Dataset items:

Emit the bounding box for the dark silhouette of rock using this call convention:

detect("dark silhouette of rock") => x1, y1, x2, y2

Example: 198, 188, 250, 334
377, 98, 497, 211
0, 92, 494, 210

» Directive: Rewrite the data above as a Markdown table with the columns Row and Line. Number each line in order and leave out blank lines.

» Solution to the exercise:
| Row | Line |
|---|---|
| 1 | Emit the bounding box for the dark silhouette of rock using this call convention: |
| 2 | detect("dark silhouette of rock") => x1, y1, x2, y2 |
| 3 | Example: 198, 188, 250, 334 |
| 4 | 377, 98, 497, 211 |
| 5 | 0, 92, 494, 210 |